## Task description
The entries that follow should be written out exactly.

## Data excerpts
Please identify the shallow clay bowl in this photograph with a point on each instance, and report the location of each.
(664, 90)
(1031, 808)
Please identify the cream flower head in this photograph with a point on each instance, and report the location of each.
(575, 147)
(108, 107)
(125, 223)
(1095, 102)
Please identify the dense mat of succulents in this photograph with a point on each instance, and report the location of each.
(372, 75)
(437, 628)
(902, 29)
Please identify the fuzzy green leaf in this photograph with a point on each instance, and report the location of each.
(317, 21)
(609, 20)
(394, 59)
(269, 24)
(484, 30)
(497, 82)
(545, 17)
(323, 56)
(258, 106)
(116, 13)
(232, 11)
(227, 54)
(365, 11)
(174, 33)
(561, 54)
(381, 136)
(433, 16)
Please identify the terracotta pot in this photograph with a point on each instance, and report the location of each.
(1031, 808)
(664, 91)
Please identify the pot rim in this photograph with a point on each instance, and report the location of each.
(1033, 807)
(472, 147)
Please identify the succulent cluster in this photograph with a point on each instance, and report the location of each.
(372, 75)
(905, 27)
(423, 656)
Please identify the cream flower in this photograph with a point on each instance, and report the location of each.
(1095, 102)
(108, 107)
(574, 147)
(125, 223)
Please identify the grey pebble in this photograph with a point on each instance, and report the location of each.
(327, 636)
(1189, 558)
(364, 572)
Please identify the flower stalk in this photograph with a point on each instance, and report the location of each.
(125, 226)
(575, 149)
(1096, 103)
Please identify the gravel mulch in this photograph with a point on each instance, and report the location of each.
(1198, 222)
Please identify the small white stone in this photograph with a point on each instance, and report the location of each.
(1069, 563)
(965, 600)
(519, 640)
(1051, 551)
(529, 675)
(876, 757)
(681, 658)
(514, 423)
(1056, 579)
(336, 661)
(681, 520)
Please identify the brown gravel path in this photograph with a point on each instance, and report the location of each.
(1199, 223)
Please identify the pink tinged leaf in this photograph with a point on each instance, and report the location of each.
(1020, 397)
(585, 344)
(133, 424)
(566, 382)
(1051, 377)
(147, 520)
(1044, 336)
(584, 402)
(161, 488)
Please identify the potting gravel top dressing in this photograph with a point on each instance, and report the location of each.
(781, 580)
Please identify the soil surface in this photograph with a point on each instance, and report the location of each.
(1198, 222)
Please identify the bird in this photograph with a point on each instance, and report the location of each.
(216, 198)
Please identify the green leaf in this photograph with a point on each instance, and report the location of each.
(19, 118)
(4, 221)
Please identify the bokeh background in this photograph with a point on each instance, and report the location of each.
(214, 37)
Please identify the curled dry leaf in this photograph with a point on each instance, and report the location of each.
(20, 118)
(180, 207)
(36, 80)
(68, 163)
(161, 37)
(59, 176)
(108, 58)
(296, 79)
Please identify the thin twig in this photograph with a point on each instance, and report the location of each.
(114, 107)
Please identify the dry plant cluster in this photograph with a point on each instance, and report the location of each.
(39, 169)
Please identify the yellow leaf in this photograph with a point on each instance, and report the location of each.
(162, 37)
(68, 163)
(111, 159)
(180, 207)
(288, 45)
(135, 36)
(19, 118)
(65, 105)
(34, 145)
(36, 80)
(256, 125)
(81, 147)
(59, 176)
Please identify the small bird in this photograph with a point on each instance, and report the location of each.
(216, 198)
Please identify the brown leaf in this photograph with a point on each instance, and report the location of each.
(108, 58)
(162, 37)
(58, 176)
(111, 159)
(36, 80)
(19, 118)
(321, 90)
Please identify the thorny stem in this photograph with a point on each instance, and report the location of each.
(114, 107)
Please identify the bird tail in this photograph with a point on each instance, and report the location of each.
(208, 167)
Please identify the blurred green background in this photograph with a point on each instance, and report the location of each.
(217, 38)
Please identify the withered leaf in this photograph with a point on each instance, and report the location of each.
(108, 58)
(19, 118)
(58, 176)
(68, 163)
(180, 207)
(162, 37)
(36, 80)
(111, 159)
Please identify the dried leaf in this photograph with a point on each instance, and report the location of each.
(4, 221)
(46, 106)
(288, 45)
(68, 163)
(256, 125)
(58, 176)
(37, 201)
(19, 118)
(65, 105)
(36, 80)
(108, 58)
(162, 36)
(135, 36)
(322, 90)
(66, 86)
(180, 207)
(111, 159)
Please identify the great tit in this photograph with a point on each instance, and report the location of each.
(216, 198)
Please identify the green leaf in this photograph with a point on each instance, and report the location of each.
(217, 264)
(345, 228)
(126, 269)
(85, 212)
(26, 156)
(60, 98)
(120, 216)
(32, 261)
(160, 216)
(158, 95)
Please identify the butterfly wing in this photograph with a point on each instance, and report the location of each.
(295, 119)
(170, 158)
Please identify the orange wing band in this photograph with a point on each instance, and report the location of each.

## Exercise result
Please identify the shallow clay bowl in this photograph with a point on each instance, and report the location of each.
(664, 90)
(1031, 808)
Please identify the cream flower head in this photograph with a point on each instance, and report the location of each.
(575, 147)
(108, 107)
(125, 223)
(1095, 102)
Please identify the dense mat of succulents in this photograph with a point on each instance, and report the location of each.
(372, 75)
(437, 628)
(902, 29)
Please identify the fuzzy green leaf in this photograph with a point on each instance, and report the location of each.
(317, 21)
(609, 20)
(394, 59)
(269, 24)
(484, 30)
(497, 82)
(545, 17)
(323, 56)
(258, 106)
(116, 13)
(232, 11)
(227, 54)
(365, 11)
(174, 33)
(561, 54)
(381, 136)
(433, 16)
Please identify the terracotta pot in this photograph with a point on each instance, and report the location of each.
(1031, 808)
(664, 91)
Please identify the pot rim in this photograph with a point on each instance, and report the location of each.
(1033, 807)
(472, 147)
Please identify the succulent cluster in this photograph with a point on each instance, and report the location of each.
(372, 75)
(905, 27)
(423, 656)
Please identify the cream flower in this photograph with a point on each instance, and report the location of each.
(1095, 102)
(108, 107)
(574, 147)
(125, 223)
Please identify the grey pebble in this photograph with a point on each instance, and report the location of each.
(327, 636)
(1189, 558)
(364, 572)
Please identify the flower stalk in this photograph with a point on each instance, and report the location of each.
(125, 226)
(575, 149)
(1096, 103)
Please identify the gravel mulch in this photograph with a point on each instance, and report the location of each.
(1198, 222)
Please identify the small white stone in this photograph with a point on each instance, and report the location of each.
(1069, 563)
(965, 600)
(519, 640)
(1051, 551)
(529, 675)
(876, 757)
(681, 658)
(514, 423)
(1056, 579)
(336, 661)
(681, 520)
Please identify the brown gravel path in this photograph with a point on each instance, and report the location of each.
(1199, 223)
Please identify the pink tinged leaf in this photograph with a point on each instance, and report the location of each.
(1020, 397)
(585, 344)
(133, 424)
(566, 382)
(1051, 377)
(147, 520)
(1044, 336)
(584, 402)
(161, 488)
Please identify the potting gravel top dressing in this photograph with a point on each instance, and report the location of each.
(781, 580)
Please identify the soil surface in this photograph with a point on each instance, and report the location of each.
(1198, 222)
Please identify the bird in this photograph with a point on each instance, and report the location of each.
(216, 198)
Please identify the green leaf in this photograph with a point on each instance, and report the location of each.
(19, 118)
(4, 221)
Please identify the bokeh background in this photograph with a point on each instance, and report the location of each.
(214, 37)
Please identify the curled dry leaf in this photograph with a point on each instance, and report the location of each.
(20, 118)
(180, 207)
(36, 80)
(68, 163)
(161, 37)
(59, 176)
(108, 58)
(296, 79)
Please identify the thin twig in this photograph with a point on each instance, and report the location of each.
(114, 107)
Please identify the dry plant cluster in this photograph with a point on each instance, and report the location of each.
(39, 169)
Please identify the yellow leaf in this photograph with a point on each instance, and report the location of each.
(162, 37)
(68, 163)
(111, 159)
(180, 207)
(288, 45)
(135, 36)
(19, 118)
(65, 105)
(34, 145)
(36, 80)
(256, 125)
(81, 147)
(59, 176)
Please identify the small bird in this photograph with a point on each instance, and report the location of each.
(216, 198)
Please identify the brown leaf in this photograph with a point on each instance, and report the location of each.
(108, 58)
(162, 37)
(58, 176)
(111, 159)
(36, 80)
(19, 118)
(321, 90)
Please identify the thorny stem in this photograph with a point on each instance, and report the location of each.
(114, 107)
Please identify the bird tail in this photograph with a point on each instance, and report the location of each.
(208, 167)
Please identify the blurred green background in this photograph with a point on each instance, and report the location of each.
(217, 38)
Please identify the withered leaf in this photograph with a point on each instance, and report the location of each.
(108, 58)
(19, 118)
(58, 176)
(68, 163)
(180, 207)
(162, 37)
(36, 80)
(111, 159)
Please identify the dried leaf in this photograph with a point on each instance, and report the location of each.
(4, 221)
(46, 106)
(288, 45)
(68, 163)
(256, 125)
(58, 176)
(37, 201)
(19, 118)
(65, 105)
(36, 80)
(108, 58)
(162, 36)
(135, 36)
(322, 90)
(66, 86)
(180, 207)
(111, 159)
Please identify the great tit in this photograph with a point on each instance, and report the location of each.
(216, 198)
Please identify the green leaf in this photograph with a point on each instance, and report the location of each.
(217, 264)
(345, 228)
(126, 269)
(85, 212)
(26, 156)
(60, 98)
(120, 216)
(32, 261)
(160, 216)
(158, 95)
Please identify the butterfly wing in this photograph with a point on each instance, and report the location of each.
(295, 119)
(170, 158)
Please identify the orange wing band in this photograph with a point on each instance, and report the location of each.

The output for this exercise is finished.